## Passage for review
┌──

I've recently started wondering about how much fatigue has played a role in my life and functional abilities and... well, such. (maybe I'll post those thoughts later). Stress and fatigue. And how much energy depression takes, and... so many things. I've experienced many many years of crap, and a handful of years where things were really good, and calm and quiet, and now I'm in this in-between state, and have been for a couple years. I'm still trying to figure out what to expect of myself, and where I should expect my autism issues to be (or not be) etc. It's all pretty weird,=.
... Anyways, to answer your question about how I got out of it, I think I'd have to say it was a combination of graduating university, and therefore not having that stress, antidepressant medication, and several years 'off', where I didn't/don't have the stress of having to participate in the world unless I want to. At first I really, really, needed some time to myself (more than the few months of 'medical leave' or whatever between school years, or even the year or year and a half between degrees), and that took 2-3 years. I did do some volunteer research work for a bit, from home, but then gave that up. And then, I started trying to mentally sort out some of the traumatic experiences I'd had near the end (oh, and I supposed there was also delayed grief from a death in the family), but ran into difficulty, as I didn't have the energy to do it all myself, though I'm typically pretty good at such, so I started searching out a therapist who had experience with both autism and trauma (both very important, as just anyone isn't going to have a clue, and probably just make things worse!). While I was waiting for that to work out, I started writing an autobiography, so I'd know what I wanted to tell them, when I found somebody. That helped. As did discussing it with my current autism specialist (and psychologist) after she volunteered to help. And as the writing progressed. (I did it off and on, as the mood struck.)
Somewhere along the way, I was able to learn how to regain various skills and abilities I'd lost along the way, when I was so knee deep in University, and fighting with 'the system', etc. (and working on the whole identity formation/adulthood thing, which I'm beginning to think, more and more may have had as much to do with everything, as anything else. It took up a lot of energy!)

└──

## Data supplied
┌──

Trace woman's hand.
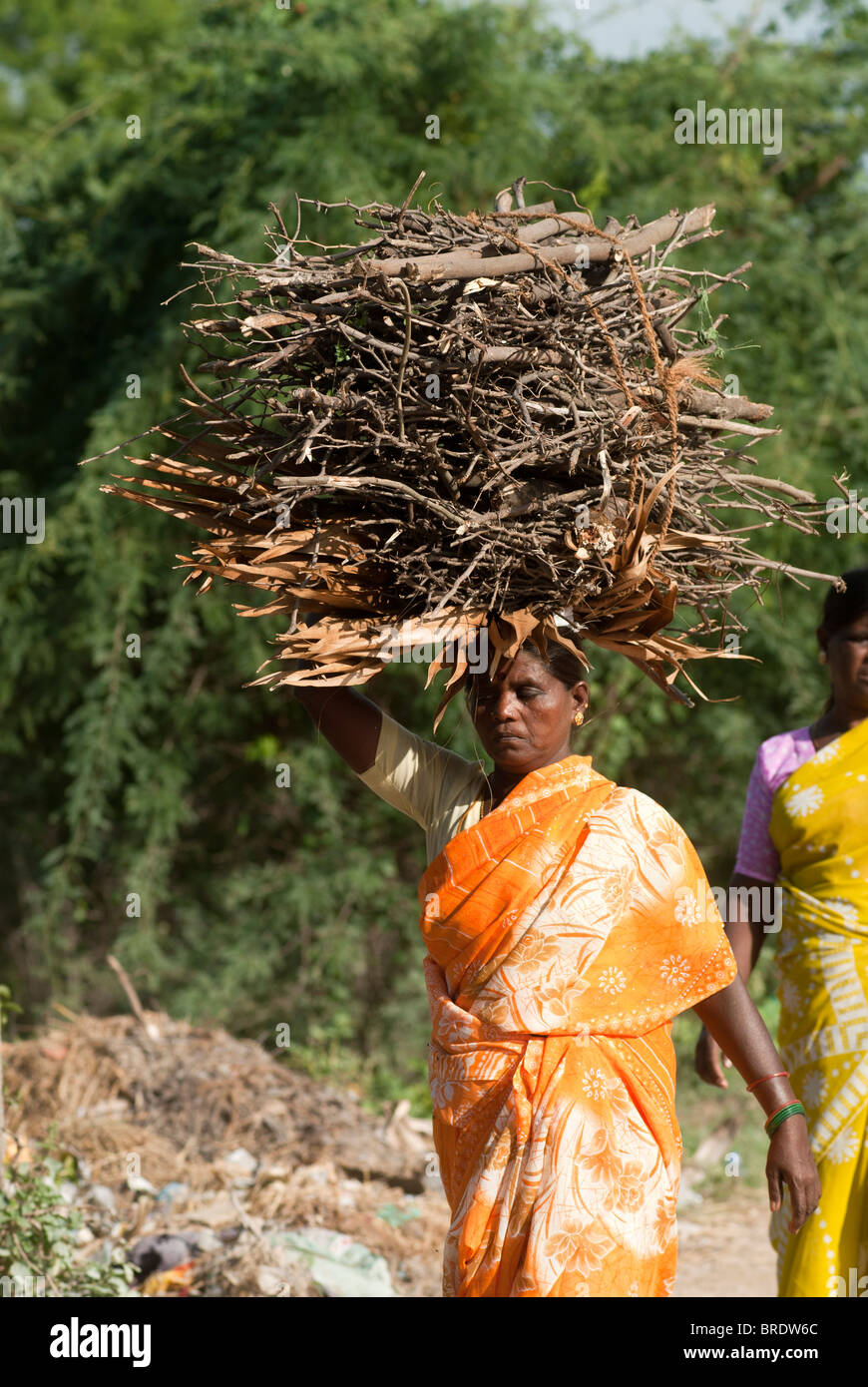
[694,1027,732,1089]
[765,1113,821,1233]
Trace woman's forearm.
[693,975,796,1114]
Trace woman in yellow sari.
[697,569,868,1297]
[295,635,819,1298]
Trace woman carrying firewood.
[294,643,819,1297]
[696,569,868,1297]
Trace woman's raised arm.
[292,675,383,775]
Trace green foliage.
[0,1153,136,1298]
[0,0,868,1096]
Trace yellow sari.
[769,718,868,1297]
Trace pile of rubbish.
[3,1013,448,1297]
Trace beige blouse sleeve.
[356,712,481,832]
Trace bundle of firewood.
[94,173,825,717]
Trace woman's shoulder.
[754,726,814,783]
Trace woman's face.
[470,651,588,772]
[817,612,868,712]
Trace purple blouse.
[735,726,817,882]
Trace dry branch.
[91,181,829,725]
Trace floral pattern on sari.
[419,756,736,1297]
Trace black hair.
[819,568,868,712]
[465,640,587,706]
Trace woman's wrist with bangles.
[747,1070,804,1136]
[764,1099,805,1136]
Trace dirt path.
[673,1188,776,1298]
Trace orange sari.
[419,756,736,1297]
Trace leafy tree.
[0,0,868,1092]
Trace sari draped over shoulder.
[419,756,736,1297]
[769,719,868,1297]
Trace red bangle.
[747,1070,789,1093]
[765,1103,793,1127]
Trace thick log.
[360,203,714,280]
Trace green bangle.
[765,1103,805,1136]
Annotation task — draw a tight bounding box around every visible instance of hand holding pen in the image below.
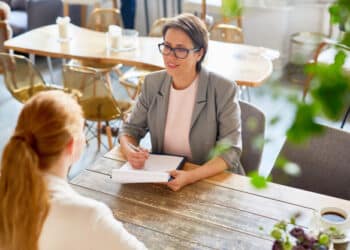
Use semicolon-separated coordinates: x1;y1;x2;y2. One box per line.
127;143;149;169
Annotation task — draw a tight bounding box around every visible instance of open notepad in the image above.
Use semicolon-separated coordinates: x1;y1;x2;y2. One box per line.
112;154;185;183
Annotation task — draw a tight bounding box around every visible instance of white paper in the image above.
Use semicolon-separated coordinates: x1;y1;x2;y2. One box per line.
112;154;184;183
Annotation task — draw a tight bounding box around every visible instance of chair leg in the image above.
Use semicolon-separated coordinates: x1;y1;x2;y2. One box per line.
106;122;113;149
246;87;251;102
340;106;350;128
97;121;101;151
46;56;55;84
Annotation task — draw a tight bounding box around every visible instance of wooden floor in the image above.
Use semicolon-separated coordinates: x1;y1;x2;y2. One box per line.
0;58;350;178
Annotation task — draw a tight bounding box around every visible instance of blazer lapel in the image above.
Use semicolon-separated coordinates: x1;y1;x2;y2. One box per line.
156;74;172;152
190;68;209;129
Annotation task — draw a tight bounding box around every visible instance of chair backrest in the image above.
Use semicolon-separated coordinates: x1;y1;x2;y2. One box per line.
88;8;123;32
148;17;169;37
239;101;265;173
0;53;46;102
210;23;243;43
63;65;123;121
271;126;350;200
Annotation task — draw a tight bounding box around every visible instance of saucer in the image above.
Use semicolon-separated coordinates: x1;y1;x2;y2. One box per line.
332;229;350;244
57;37;72;43
110;47;136;52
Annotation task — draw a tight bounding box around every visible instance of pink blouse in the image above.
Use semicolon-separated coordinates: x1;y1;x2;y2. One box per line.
164;77;198;160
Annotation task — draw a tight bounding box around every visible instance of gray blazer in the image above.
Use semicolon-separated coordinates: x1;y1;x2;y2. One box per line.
120;68;244;174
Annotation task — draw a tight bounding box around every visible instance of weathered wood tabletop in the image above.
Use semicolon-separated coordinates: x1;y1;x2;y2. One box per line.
71;147;350;249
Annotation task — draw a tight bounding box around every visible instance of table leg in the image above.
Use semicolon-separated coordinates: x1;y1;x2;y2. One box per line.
63;3;69;16
80;5;87;27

└──

## Work request
In the text about fatigue and autism, what experience did the writer look for in a therapist? Answer using only the text about fatigue and autism.

## Result
Experience with both autism and trauma.